INSTRUCTIONS TO FOLLOW – Rewrite the lines beginning with the line containing "subject: neighboring building" and continuing through the line containing "Give the mask of every instance of the neighboring", renaming "directive" to "instruction" and leaving everything else unchanged.

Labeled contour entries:

-=-=-=-=-

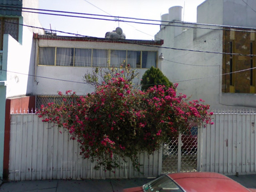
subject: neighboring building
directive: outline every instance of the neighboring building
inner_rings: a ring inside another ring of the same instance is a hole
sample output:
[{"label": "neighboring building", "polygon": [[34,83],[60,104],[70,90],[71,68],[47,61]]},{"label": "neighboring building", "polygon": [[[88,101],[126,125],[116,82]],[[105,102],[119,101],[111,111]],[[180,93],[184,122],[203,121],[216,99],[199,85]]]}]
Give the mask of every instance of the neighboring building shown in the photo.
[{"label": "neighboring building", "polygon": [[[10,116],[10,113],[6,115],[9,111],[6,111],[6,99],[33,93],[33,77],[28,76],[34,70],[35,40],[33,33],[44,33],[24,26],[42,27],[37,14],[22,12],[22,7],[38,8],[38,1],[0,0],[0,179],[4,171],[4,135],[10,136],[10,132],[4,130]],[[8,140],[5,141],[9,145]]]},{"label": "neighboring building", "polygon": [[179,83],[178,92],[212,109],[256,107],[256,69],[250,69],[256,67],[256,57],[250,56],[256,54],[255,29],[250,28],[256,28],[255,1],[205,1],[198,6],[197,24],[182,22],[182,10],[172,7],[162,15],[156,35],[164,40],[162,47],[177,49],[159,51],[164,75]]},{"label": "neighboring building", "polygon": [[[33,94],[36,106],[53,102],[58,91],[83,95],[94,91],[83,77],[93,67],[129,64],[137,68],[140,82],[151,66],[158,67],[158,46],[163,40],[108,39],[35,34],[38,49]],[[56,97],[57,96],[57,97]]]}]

-=-=-=-=-

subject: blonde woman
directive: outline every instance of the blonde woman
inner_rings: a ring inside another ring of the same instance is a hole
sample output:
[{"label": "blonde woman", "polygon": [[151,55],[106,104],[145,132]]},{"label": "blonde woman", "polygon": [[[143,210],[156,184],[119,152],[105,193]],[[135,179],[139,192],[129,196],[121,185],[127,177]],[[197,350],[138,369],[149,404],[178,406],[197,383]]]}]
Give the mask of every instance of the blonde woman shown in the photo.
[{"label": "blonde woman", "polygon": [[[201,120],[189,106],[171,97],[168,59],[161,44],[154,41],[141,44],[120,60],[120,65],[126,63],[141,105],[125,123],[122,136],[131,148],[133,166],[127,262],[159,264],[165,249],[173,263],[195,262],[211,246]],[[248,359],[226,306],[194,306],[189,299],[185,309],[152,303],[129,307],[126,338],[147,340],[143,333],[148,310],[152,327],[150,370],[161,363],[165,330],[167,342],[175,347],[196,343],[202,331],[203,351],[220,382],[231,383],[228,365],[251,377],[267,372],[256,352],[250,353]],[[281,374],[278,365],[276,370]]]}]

-=-=-=-=-

OUTPUT OF THE TASK –
subject: neighboring building
instruction: outline every instance of the neighboring building
inner_rings: a ring inside another ring of the same instance is a hole
sample output:
[{"label": "neighboring building", "polygon": [[34,83],[60,104],[70,90],[71,68],[47,61]]},{"label": "neighboring building", "polygon": [[[88,101],[126,125],[116,82]],[[105,102],[119,101],[111,111]],[[180,93],[184,122],[203,121],[216,99],[199,85]]]}]
Give the mask of every instance of the neighboring building shown in the photo.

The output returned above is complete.